Passage provided:
I asked NCBI help desk and here is the reply, for anyone else with similar concerns:
Dear Tim,
You ask some very shrewd questions. NCBI is continuing to refine the structure prediction algorithm within PGAP (Prokaryotic Genome Annotation Pipeline). Working as a biocurator with a deep interest in finding ways to improve PGAP, collaborating with our software developers, I have been trying to find ways to suggest improvements.
As a rule, our detection of coding region features (CDS) with frameshifts, but either mutation or sequencing/assembly artifact, is excellent, and our labeling of features as "/pseudo" is very likely to be correct. For certain cases of programmed frameshift (release factor 2, or IS element transposases), we identify the programmed nature of the frameshift and predict a full length real protein correctly. Our detection of "/pseudo" features with internal stop codons is also quite good.
We have greater difficulties distinguishing pseudogenes with truncated coding regions from valid real proteins that simply have novel domain architecture. We feel the algorithm works quite well for some heavily studied lineages, including E. coli, Salmonella, and other Gram-negative pathogens from the Enterobacteriaceae. PGAP has more difficulty in GC-rich taxa such as Streptomyces or Amycolatopsis. Changes over the last couple of years have shown improved preservation of long, multidomain proteins such as NRPS and PKS, but clearly some problems remain.
I will perform a more detailed analysis of our structural annotation for the Amycolatopsis, in order both to report to you how reliable our "partial-in-the-middle" pseudogene reports are in this species, and to document for our developers what the failure mode looks like, and how we might fix it, when our assertion that a protein is "/pseudo" is most probably in error. One option we are exploring is making algorithmic changes, including setting a minimum threshold of percent identity for allowing PGAP to judge that a different in architecture represents a degraded gene rather than simply an alternative architecture. Another is an expansion of the set of proteins used for identification of homologs informative on gene structure.
I'd like to thank you for writing to us, as feedback on the concerns of experienced users assist us in finding and implementing ways of improving our pipeline.
EDIT - they sent a follow up email:
Once PGAP decides that a feature is a pseudogene, not a functional gene with start and stop codons in the expected locations,
the obligation to run from start to stop is dropped. We try to use homology to available proteins or HMMs to estimate the size of
the pseudogene feature.
PGAP uses GeneMark S2+ for ab initio prediction, by the way, not Snapgene (a tool I do not use).
I attached a file showing my results from a very detailed review. The purpose was dual, partly to answer your questions and
partly to continue work I have been doing, analyzing PGAP's performance and looking for ways to improve accuracy. We can
expect accuracy to improve over time as we
- add new protein family models, especially protein profile hidden Markov models (HMMs)

Aim of the exercise: Write out the part of the PGAP help desk reply from "As a rule, our" to "also quite good." word for word.

Stored data:
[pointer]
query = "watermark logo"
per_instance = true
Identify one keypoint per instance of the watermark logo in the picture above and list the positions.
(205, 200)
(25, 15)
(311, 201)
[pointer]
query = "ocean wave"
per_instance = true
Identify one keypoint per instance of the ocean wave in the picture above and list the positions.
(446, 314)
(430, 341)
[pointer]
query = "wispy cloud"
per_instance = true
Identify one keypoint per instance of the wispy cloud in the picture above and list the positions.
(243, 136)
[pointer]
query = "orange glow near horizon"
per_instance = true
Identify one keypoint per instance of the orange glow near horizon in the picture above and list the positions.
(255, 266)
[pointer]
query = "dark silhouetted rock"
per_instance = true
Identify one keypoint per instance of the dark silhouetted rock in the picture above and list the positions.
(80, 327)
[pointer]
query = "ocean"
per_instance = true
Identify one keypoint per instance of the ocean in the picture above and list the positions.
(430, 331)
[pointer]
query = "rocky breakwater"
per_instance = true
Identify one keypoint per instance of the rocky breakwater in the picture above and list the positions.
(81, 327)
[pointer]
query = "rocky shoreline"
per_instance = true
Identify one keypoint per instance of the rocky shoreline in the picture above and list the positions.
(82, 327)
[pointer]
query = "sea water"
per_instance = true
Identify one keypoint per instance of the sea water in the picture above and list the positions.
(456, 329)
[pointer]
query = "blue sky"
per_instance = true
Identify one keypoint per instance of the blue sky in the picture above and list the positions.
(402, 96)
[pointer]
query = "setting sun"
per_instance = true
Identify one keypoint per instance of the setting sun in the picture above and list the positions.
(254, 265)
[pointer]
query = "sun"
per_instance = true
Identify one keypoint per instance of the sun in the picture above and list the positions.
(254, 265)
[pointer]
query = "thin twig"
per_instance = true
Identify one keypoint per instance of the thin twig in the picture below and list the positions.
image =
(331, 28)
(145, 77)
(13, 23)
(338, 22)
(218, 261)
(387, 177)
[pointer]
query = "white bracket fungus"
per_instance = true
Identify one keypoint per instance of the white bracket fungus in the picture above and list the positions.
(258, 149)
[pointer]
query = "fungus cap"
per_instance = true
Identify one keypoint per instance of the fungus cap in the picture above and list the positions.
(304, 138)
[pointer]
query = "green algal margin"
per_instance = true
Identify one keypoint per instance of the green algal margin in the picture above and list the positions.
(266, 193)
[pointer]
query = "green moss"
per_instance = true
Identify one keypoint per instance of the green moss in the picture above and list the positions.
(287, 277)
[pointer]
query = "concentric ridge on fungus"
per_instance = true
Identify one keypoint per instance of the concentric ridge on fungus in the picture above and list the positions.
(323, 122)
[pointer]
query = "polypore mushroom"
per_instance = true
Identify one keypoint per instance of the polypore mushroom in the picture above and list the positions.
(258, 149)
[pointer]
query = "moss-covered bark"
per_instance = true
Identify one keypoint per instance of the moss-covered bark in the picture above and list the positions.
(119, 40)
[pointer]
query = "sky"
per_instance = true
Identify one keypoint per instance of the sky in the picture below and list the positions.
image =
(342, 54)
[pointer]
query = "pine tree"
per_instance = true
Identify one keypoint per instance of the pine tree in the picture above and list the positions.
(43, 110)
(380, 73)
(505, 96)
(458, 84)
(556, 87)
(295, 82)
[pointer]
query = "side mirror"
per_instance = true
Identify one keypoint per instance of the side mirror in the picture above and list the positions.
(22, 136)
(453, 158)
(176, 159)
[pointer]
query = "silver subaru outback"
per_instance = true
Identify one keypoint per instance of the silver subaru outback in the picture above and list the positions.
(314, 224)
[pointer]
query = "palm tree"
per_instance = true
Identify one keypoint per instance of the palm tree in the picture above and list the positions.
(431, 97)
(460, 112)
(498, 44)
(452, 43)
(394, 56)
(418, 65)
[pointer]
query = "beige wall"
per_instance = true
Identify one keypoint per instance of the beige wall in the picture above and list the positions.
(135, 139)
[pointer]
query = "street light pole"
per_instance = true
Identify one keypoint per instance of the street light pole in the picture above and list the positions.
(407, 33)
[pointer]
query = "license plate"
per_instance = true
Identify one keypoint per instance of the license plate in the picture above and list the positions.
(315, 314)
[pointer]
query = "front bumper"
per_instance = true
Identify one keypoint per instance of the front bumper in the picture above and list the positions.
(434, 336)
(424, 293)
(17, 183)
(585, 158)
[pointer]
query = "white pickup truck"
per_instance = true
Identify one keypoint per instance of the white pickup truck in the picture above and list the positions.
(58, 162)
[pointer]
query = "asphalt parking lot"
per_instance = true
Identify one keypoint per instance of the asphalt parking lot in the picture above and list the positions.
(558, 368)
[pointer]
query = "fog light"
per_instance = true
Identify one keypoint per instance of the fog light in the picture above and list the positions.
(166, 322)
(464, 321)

Answer section:
As a rule, our detection of coding region features (CDS) with frameshifts, but either mutation or sequencing/assembly artifact, is excellent, and our labeling of features as "/pseudo" is very likely to be correct. For certain cases of programmed frameshift (release factor 2, or IS element transposases), we identify the programmed nature of the frameshift and predict a full length real protein correctly. Our detection of "/pseudo" features with internal stop codons is also quite good.